Schreiben Sie die Fortsetzung des folgenden Textes mit den Gedanken zum Theaterstück, beginnend nach seinem letzten Satz.

:: AUSGEWÄHLTER TEXT ::
>>>>

Gedanken zum Stück
Was, wenn der reiche Europäer in die existenzielle Abhängigkeit einer illegal Geflüchteten gerät und auf ihre Hilfe angewiesen ist? Diese Frage lässt der Autor zum halluzinogenen Albtraum werden.
Er heisst Jesus Maria, sie Kali. So steht er auch für das Christentum mit seiner unrühmlichen Vergangenheit der Kreuzzüge, dem Streben nach Macht und Ausbeutung unter dem Deckmantel der Mission. Kali ist im Hinduismus die anarchische Göttin des Todes und der Zerstörung, ebenso der Erneuerung. Das Stück lotet den Konflikt dieses Aufpralls bis in die dunkle Vergangenheit aus und steht im aktuellen Brennpunkt des heutigen Europa. Ihre Miseren sind nachvollziehbar. Das macht den Stoff zugänglich und lässt ihn zum explosiven Zündstoff werden, der aufwühlt und anklagt: Ein Appell an die globale Menschlichkeit!

<<<<

Gespeicherte Dateneinträge
>>>>

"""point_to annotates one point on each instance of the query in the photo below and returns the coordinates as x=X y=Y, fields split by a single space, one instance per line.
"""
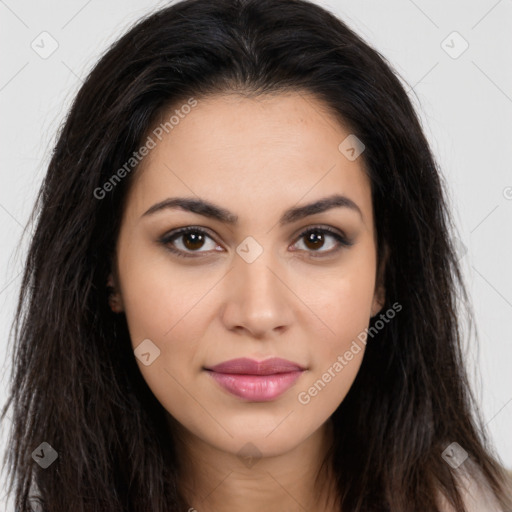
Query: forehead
x=265 y=152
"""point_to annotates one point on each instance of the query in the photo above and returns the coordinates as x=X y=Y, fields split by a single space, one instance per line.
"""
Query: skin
x=255 y=158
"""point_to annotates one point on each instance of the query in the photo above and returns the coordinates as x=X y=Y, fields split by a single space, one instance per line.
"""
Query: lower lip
x=257 y=388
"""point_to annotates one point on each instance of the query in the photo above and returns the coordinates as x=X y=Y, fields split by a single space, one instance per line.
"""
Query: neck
x=213 y=480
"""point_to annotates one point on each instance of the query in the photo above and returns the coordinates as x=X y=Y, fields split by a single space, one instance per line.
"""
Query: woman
x=241 y=292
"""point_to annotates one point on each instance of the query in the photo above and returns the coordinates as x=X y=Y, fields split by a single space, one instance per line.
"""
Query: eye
x=317 y=238
x=186 y=241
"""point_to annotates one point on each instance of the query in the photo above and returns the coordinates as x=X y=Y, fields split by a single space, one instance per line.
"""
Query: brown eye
x=193 y=240
x=315 y=240
x=187 y=241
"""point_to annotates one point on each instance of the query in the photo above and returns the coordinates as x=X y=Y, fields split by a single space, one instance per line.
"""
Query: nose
x=258 y=301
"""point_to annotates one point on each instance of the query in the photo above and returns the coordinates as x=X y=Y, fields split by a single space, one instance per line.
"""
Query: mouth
x=256 y=381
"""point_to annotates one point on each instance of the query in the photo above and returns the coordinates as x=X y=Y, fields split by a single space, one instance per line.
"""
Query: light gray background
x=465 y=104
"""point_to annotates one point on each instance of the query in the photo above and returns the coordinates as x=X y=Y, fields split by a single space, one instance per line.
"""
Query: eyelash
x=168 y=238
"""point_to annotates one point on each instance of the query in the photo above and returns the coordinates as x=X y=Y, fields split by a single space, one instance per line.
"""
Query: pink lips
x=256 y=381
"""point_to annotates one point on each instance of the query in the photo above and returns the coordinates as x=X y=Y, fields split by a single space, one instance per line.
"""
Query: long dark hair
x=76 y=385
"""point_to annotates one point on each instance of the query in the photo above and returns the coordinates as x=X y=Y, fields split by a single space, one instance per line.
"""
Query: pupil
x=315 y=238
x=193 y=240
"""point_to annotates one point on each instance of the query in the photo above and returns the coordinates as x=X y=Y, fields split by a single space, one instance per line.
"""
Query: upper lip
x=248 y=366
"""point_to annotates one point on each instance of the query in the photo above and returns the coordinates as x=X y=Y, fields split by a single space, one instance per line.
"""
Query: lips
x=258 y=381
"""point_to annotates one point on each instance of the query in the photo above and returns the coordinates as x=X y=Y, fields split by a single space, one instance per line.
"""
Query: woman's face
x=252 y=279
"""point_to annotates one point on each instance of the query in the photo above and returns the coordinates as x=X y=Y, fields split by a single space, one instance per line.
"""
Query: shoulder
x=476 y=494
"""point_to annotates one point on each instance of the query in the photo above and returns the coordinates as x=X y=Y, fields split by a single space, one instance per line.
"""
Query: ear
x=379 y=297
x=115 y=300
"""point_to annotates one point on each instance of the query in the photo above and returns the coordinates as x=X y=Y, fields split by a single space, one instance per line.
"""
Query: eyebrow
x=210 y=210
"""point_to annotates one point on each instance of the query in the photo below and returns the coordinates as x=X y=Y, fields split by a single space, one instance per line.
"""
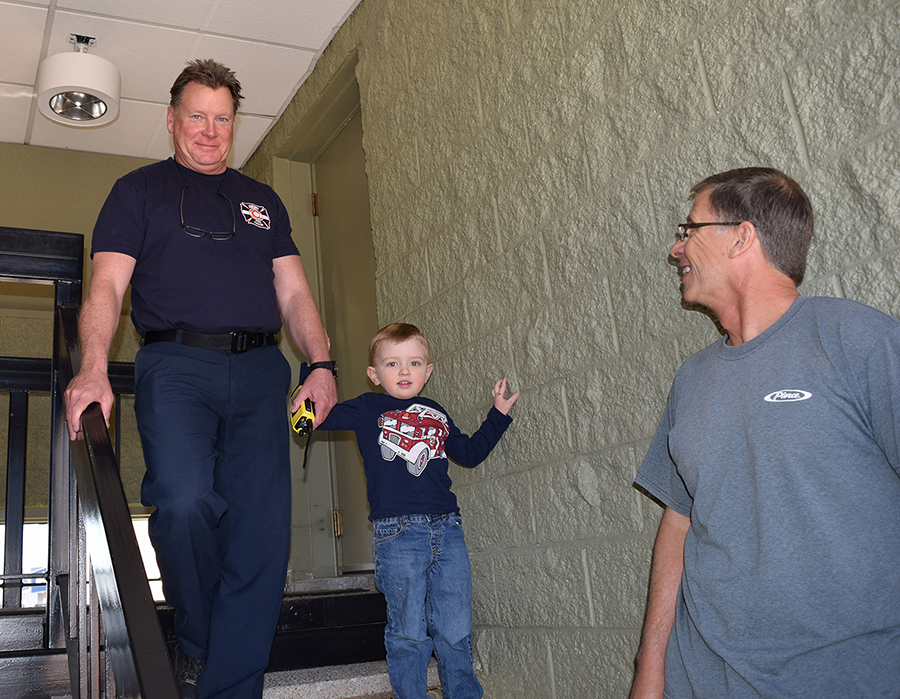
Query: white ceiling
x=272 y=45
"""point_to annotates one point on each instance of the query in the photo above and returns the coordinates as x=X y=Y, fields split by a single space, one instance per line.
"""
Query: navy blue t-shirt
x=405 y=444
x=197 y=284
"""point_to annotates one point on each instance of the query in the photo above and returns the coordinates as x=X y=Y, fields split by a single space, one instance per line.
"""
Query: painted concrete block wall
x=528 y=161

<<<<

:: ANTWORTBEREICH ::
Das alte Kellergewölbe des turbine theaters ist wie geschaffen für das unheimliche Szenario dieser schicksalsträchtigen Begegnung. Der Müll der Zivilisation wird darin zum Nährboden von Giftgasen, ein Zuhause des Zerfalls, zum modernden Grab. Und doch gibt es den Punkt, an dem die Gewölbe ihre Bedrohlichkeit verlieren und zur Stätte der Geborgenheit werden, worin eine Wandlung stattfinden kann und Keime des Mitgefühls spriessen. Nebst Hass, Rache und Gewalt bilden Oxide eigentümliche Blumen der Gnade, Reliefs der Menschlichkeit, die sich mit den Fresken der alten Katakomben verbinden, gemalt im Glauben an die Erlösung vom menschlichen Elend. So wird auch die Düsternis der Aufführung mit Klängen, Musik und Projektionen aufgehellt, damit von innen heraus wachsen kann, woran es aussen mangelt.
Das Augenmerk liegt auf der zwischenmenschlichen Beziehung von Jesus Maria und Kali, der Komplexität ihrer Situation und damit dem Schauspiel, das in der Besetzung von Indiana Ballan als «Kali» und Peter Niklaus Steiner als «Jesus Maria» in professionellen, beherzten Händen liegt. Dies steht auch für die übrige Kreativ-Crew. Lüdeckes Sprache ist exakt und pointiert, furchtlos in ihrer Poesie und direkt.
In der Brisanz des Stoffs liegt auch das Potential für einen medialen Hotspot, mit dem die Aufführung in der Öffentlichkeit Aufsehen erregen und ihren Beitrag zur Völkerverständigung beitragen kann.